### [Instruksi 1]
Tuliskan kembali bagian kutipan dokumen tentang pendakian Gunung Eiger, mulai dari "TRAVEL NEWS" sampai dengan "puncak gunung tersebut.", tanpa mengubah satu kata pun.
### [Instruksi 2]
Teruskan teks berita tentang pendaki Indonesia yang menaklukkan Gunung Eiger, dimulai sesudah kalimat terakhir yang tercantum.

___ Kutipan Dokumen ___

TRAVEL NEWS
Kisah Pendaki RI Pertama yang Sukses Taklukkan 'Gerbang Kematian'

Gunung Eiger di Swiss dikenal berbahaya hingga dijuluki Gerbang Kematian. Kelompok pendaki asal Indonesia pernah menaklukkannya.
Tiga puluh tujuh tahun silam, rombongan pendaki Indonesia berhasil menjinakkan Gunung Eiger. Mereka adalah Harry Suliztiarto, Mamay Salim, beserta timnya yang dinobatkan sebagai pendaki Indonesia pertama yang mencapai puncak Eiger.
Mereka menceritakan kengerian dan lika-liku pendakian saat itu, dalam acara media gathering di Eiger Flagship Store di Jakarta, Rabu (15/3). Harry bercerita, rombongan mereka harus melakukan pendakian selama dua kali yakni pada 1985 dan 1986 sebelum akhirnya berhasil mencapai puncak gunung tersebut.
Pendakian pertama pada 1985 gagal karena mereka salah memilih musim. "Kita pikir Juni, Juli, Agustus itu sudah oke. Ternyata kita masuk Juli akhir ke sana masih winter (musim dingin). Tapi kita naik juga, tapi ada orang sana menyatakan jangan ambil daerah sini, ini daerah longsor," ujar Harry.

___ Daftar Data ___

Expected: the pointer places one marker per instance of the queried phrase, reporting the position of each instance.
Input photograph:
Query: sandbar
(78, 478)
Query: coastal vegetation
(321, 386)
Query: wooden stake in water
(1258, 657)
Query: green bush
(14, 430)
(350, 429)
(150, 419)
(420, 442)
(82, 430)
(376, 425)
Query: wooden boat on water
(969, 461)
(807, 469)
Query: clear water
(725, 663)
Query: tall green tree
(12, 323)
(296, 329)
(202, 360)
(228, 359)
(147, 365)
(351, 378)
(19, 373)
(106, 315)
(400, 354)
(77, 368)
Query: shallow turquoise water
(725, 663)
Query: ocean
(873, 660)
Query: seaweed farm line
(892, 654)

___

### [Jawaban Akhir 1]
TRAVEL NEWS
Kisah Pendaki RI Pertama yang Sukses Taklukkan 'Gerbang Kematian'

Gunung Eiger di Swiss dikenal berbahaya hingga dijuluki Gerbang Kematian. Kelompok pendaki asal Indonesia pernah menaklukkannya.
Tiga puluh tujuh tahun silam, rombongan pendaki Indonesia berhasil menjinakkan Gunung Eiger. Mereka adalah Harry Suliztiarto, Mamay Salim, beserta timnya yang dinobatkan sebagai pendaki Indonesia pertama yang mencapai puncak Eiger.
Mereka menceritakan kengerian dan lika-liku pendakian saat itu, dalam acara media gathering di Eiger Flagship Store di Jakarta, Rabu (15/3). Harry bercerita, rombongan mereka harus melakukan pendakian selama dua kali yakni pada 1985 dan 1986 sebelum akhirnya berhasil mencapai puncak gunung tersebut.

### [Jawaban Akhir 2]
"Eh benar, saya mengambil Mamay masih hidup di longsoran. Jadi Mamay hilang. Tinggal saya sama Heri," kenang Harry.
Lalu selepas kegagalan pendakian yang pertama, akhirnya mereka pun mempersiapkan pendakian keduanya dengan cukup rumit, mulai dari persiapan fisik hingga tes psikologi.
"Jadi tahun 85 kita disapu sampai kebawah, lalu kita batalkan. Kemudian tahun depan kita diperiksa dulu. Kita diperiksa oleh Psikologi AD, 'coba tolong diperiksa orang-orang ini sehat atau tidak', akhirnya kita lolos," katanya.
Persiapan yang dilakukan saat itu juga bukan main-main. Mereka sampai simulasi es di dalam cold storage dengan -30 derajat celcius agar dapat membiasakan dengan suhu di sana.
"Yang pernah ke es hanya saya, Mamay dan yang lainnya belum pernah. Jadi kita belajar es, itu kita masuk ke cold storage di Jakarta. Selama 24 jam kita didinginkan -30 celcius. Kita keluar ke Jakarta kulit kita pecah semua, karena Jakarta 35 derajat celcius di dalam minus 30 derajat celcius," ujarnya.
Untuk makanan dan perbekalan ketika mendaki juga disiapkan secara khusus agar ringkas tapi dapat mencukupi kebutuhan. Hal ini perlu dilakukan mengingat perjalanan yang dilakukan sangat panjang dan melelahkan.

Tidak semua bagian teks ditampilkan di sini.